▶ **REQUIRED TASKS**:
A – From the records below, copy out word for word the part that opens with the line containing "the person walking" and closes with the line containing "[[741, 79]]", and nothing else.
B – Pick up the North Carolina Supreme Court opinion in the Waff Bros. case below and keep writing it from the point where it stops.

▶ **TEXT TO READ**:
· · · ·

Waff Bros, Inc. v. Bank of Nc, Na

Annotate this Case

221 S.E.2d 273 (1976)

289 N.C. 198

WAFF BROS, INC. v. BANK OF NORTH CAROLINA, N.A., et al.

No. 63.

Supreme Court of North Carolina.

January 29, 1976.

*276 White, Hall, Mullen & Brumsey by Gerald F. White and William Brumsey, III, Elizabeth City, for plaintiff.

Ellis, Hooper, Warlick, Waters & Morgan by Harold L. Waters and John D. Warlick, Jr., Jacksonville, for defendant Bank of North Carolina.

LAKE, Justice.

The sole question before us is whether Judge Lanier erred in concluding and ordering that the temporary restraining order, restraining the sale under execution of the land in question, should be vacated so as to permit the defendant sheriff to sell such property prior to the hearing of this matter on its merits.

*277 In determining that question, we are not bound by the findings of fact, or lack of such findings, by either of the lower courts, but may review the evidence and make our own findings of fact. Setzer v. Annas, 286 N.C. 534, 212 S.E.2d 154; Board of Elders v. Jones, 273 N.C. 174, 159 S.E.2d 545, 37 A.L.R.3d 262; Conference v. Creech and Teasley v. Creech and Miles, 256 N.C. 128, 123 S.E.2d 619. Upon the final hearing of the matter, neither our findings of fact upon this appeal nor the findings or conclusions of the Court of Appeals, or of the trial judge at the hearing upon the order to show cause why the restraining order should not be continued, are to be considered by the Superior Court. Board of Elders v. Jones, supra; Strong, N.C.Index 2d, Injunctions, § 12. All such findings of fact relate solely to the question of whether a preliminary injunction should be issued staying the sale of the property until the final determination of the merits of the matter. For that purpose we have reviewed the record and determine the facts to be as set forth above in our statement of the facts.

As this Court, speaking through Justice Clifton Moore, said in Conference v. Creech and Teasley v. Creech and Miles, supra, "Ordinarily a temporary injunction [or a preliminary injunction] will be granted pending trial on the merits, (1) if there is probable cause for supposing that plaintiff will be able to sustain his primary equity, and (2) if there is reasonable apprehension of irreparable loss unless injunctive relief be granted, or if in the court's opinion it appears reasonably necessary to protect plaintiff's right until the controversy between him and the defendant can be determined." (Emphasis added.)

· · · ·

▶ **SUPPLIED INFORMATION**:
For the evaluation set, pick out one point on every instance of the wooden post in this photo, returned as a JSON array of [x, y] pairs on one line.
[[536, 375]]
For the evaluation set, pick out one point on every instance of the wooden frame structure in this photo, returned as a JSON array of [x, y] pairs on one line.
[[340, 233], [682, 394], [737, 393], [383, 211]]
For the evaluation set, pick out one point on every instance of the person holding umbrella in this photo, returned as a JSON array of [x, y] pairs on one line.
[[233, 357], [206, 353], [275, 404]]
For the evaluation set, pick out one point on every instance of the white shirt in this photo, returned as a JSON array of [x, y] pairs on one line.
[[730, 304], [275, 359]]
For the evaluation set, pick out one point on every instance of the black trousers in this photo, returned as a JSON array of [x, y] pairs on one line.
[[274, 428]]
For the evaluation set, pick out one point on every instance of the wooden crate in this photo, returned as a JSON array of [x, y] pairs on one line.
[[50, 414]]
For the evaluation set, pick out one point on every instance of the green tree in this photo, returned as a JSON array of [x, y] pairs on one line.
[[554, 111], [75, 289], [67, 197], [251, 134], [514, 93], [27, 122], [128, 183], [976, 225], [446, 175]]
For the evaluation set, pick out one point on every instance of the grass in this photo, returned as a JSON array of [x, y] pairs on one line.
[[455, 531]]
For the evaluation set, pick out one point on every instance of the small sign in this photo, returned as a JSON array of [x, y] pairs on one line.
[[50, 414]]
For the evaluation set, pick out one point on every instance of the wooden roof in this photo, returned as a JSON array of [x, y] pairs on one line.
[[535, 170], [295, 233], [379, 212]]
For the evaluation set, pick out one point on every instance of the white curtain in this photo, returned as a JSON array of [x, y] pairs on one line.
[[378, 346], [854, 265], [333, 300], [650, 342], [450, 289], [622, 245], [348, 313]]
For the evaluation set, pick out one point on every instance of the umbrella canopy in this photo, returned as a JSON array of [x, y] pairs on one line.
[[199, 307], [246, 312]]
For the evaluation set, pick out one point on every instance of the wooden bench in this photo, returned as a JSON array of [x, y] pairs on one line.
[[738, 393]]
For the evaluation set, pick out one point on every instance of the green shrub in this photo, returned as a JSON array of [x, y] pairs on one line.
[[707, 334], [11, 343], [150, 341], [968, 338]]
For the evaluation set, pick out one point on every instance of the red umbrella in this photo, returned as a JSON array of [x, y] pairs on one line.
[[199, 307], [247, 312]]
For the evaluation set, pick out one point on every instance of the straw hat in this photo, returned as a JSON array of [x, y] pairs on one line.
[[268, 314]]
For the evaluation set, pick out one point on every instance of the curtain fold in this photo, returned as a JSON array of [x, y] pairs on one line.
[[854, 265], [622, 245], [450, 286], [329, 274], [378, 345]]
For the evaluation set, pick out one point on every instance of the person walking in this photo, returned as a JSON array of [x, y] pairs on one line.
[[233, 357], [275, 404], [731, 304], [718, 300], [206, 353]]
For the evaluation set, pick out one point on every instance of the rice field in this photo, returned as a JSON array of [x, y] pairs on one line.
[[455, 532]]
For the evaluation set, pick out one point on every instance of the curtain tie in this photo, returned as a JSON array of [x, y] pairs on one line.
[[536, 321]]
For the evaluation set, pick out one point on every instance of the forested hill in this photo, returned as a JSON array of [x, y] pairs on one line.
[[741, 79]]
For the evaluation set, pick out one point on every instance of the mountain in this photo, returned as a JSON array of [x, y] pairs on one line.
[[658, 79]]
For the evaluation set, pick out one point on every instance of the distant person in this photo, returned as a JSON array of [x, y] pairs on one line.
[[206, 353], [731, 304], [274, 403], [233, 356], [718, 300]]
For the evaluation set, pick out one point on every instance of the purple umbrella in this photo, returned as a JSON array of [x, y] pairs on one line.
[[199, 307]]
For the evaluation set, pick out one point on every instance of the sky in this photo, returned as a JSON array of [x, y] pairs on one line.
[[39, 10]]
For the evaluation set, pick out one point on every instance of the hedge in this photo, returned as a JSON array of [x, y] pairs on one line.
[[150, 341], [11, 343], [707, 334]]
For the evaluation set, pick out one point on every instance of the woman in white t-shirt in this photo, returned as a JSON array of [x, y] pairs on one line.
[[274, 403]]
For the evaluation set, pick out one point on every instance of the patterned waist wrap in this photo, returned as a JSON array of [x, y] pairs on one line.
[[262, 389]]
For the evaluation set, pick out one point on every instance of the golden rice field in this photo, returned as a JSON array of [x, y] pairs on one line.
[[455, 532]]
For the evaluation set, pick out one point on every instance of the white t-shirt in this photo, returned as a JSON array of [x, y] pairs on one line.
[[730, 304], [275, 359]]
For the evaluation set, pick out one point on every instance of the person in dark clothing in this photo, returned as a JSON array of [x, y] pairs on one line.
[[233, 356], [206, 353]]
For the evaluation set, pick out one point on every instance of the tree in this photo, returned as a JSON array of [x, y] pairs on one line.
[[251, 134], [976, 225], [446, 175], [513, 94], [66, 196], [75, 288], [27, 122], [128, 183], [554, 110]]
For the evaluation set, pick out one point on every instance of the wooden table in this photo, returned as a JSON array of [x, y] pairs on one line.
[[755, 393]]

· · · ·

▶ **ANSWERS BY TASK**:
A –
For the evaluation set, pick out one point on every instance of the person walking in this photo, returned as a JSON array of [x, y] pairs on one line.
[[233, 357], [275, 404], [731, 304], [718, 300], [206, 353]]
For the evaluation set, pick out one point on every instance of the rice field in this photo, returned as a JSON array of [x, y] pairs on one line.
[[455, 532]]
For the evaluation set, pick out one point on every instance of the curtain tie in this photo, returned as a JSON array of [x, y] pairs on one line.
[[536, 321]]
For the evaluation set, pick out one point on every instance of the forested hill in this photo, returned as a JSON array of [x, y] pairs on one line.
[[741, 79]]

B –
The Court of Appeals erred in its conclusion that there has been a "complete failure of a showing by plaintiff that it will be irreparably damaged if injunctive relief is not granted." In its brief in this Court, the appellee bank concedes: "While, as the Court of Appeals stated * * * a showing by Plaintiff of being irreparably damaged is lacking, during the entire proceeding in the Trial Court, it was understood that the 48 acres tract did not have a fair market value sufficient to equal or exceed the total amount of the Quible and Waff judgments. Also upon any future hearing on the merits Defendant Appellee will not, unless there be substantial change in economic conditions, contend that the fair market value is of such magnitude." The complaint of the plaintiff, considered by the trial court as an affidavit, states: "Plaintiff alleges on information and belief that the sale of said property under execution will not produce adequate sums to pay any appreciable portion of plaintiff's judgment claim of $193,987.62 with interest thereon from November 15, 1970." We, therefore, conclude that there was a sufficient showing of reasonable apprehension of irreparable harm to the plaintiff if the land in question be sold under execution issued on the Quible judgment, and we turn to the question of whether there is probable cause for supposing that the plaintiff will be able to sustain its primary equity.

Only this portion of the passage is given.